## SET OF TASKS
(a) List every topic that the abstract on teratogenic agents names as having been discussed.
(b) Use the abstract on teratogenic agents to answer each question briefly:
(i) How often does the article appear?
(ii) What does the abstract say about the estimate of risk for lithium medication?
(iii) Which two factors does it name as contributors to oral-facial clefts and clubfoot?
(c) Pick up the abstract on teratogenic agents after its final sentence and write what comes next.

PAGE TEXT Block Start

The purpose of this annual article is to highlight and briefly review new and significant information on agents that may be teratogenic in pregnant women. Various sources of on-line and printed information are given.


The following topics have been discussed: 1) lithium medication: decreased estimate of risk; 2) cigarette smoking and genotype as contributors to oral-facial clefts and clubfoot; 3) trimethoprim; 4) methimazole syndrome?; 5) glucocorticoids and oral-facial clefts; 6) binge drinking; 7) fetal valproate syndrome; and 8) carbamazepine.

PAGE TEXT Block End
SUPPLIED DATA Block Start

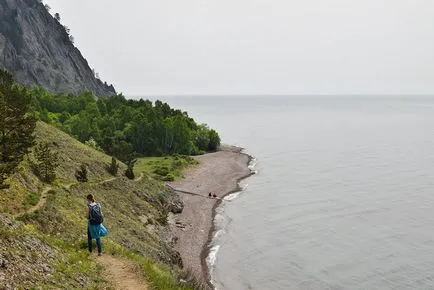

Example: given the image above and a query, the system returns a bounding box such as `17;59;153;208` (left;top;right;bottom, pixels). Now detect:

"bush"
75;164;88;182
107;157;119;176
154;166;169;176
163;173;175;181
125;159;137;179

SUPPLIED DATA Block End

## ANSWERS GIVEN
(a)
1. Lithium medication: decreased estimate of risk
2. Cigarette smoking and genotype as contributors to oral-facial clefts and clubfoot
3. Trimethoprim
4. Methimazole syndrome?
5. Glucocorticoids and oral-facial clefts
6. Binge drinking
7. Fetal valproate syndrome
8. Carbamazepine

(b)
(i) Annually.
(ii) The estimate of risk has decreased.
(iii) Cigarette smoking and genotype.

(c)
We have highlighted several maternal exposures during pregnancy that are associated with small but increased rates of birth defects, generally only a few cases per 1,000 infants. These exposures include cigarette smoking, and treatment with lithium, trimethoprim, methimazole, or corticosteroids. This weak teratogenic effect was usually identified by the linkage of an uncommon treatment with an unusual birth defect outcome. The use of modern epidemiologic techniques, especially prospective multicenter studies that provide increased numbers, has helped to strengthen the evidence for these associations. We discuss how teratogenic risks that are small in comparison to the background risk can be presented to at-risk women and their doctors. We have briefly listed some elements that might be used in prioritizing further studies of suspected teratogenic exposures. Various existing methods for expressing the strength of evidence for human teratogenicity are also given.